Every line with the string "hockey" should be copied from the data.

SUPPLIED ENTRIES: Begin

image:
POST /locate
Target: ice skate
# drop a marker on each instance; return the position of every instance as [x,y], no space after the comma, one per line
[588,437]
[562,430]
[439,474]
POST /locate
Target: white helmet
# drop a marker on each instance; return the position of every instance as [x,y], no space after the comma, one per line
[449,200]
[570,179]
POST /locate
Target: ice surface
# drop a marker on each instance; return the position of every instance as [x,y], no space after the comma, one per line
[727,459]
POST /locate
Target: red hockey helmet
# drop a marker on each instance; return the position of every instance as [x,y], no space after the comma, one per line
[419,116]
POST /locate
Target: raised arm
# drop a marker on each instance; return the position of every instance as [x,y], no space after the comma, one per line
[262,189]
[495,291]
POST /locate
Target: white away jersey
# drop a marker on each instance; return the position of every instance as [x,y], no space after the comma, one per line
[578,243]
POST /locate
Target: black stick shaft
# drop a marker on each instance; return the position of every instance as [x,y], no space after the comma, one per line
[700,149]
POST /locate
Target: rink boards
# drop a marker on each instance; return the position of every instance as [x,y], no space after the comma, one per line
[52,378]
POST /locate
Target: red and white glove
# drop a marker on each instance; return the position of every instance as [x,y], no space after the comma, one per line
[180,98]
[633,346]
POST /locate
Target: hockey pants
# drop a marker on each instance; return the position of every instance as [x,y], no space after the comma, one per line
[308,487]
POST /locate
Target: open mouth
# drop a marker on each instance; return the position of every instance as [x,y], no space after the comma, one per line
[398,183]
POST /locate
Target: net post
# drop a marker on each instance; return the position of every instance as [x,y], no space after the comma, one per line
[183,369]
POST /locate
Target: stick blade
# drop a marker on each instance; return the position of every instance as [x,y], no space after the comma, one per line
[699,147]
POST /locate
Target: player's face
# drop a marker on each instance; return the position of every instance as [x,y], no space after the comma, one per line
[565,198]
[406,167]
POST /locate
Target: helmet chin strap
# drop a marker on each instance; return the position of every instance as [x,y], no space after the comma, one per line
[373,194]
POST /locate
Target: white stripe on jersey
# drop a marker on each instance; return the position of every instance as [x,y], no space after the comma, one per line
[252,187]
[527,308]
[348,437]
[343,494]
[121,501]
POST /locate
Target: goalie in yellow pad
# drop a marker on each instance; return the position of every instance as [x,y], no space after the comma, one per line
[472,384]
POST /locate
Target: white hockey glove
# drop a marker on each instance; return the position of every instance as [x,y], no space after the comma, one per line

SUPPLIED ENTRIES: End

# [WRITTEN ANSWER]
Target: red hockey helmet
Target: hockey pants
Target: white hockey glove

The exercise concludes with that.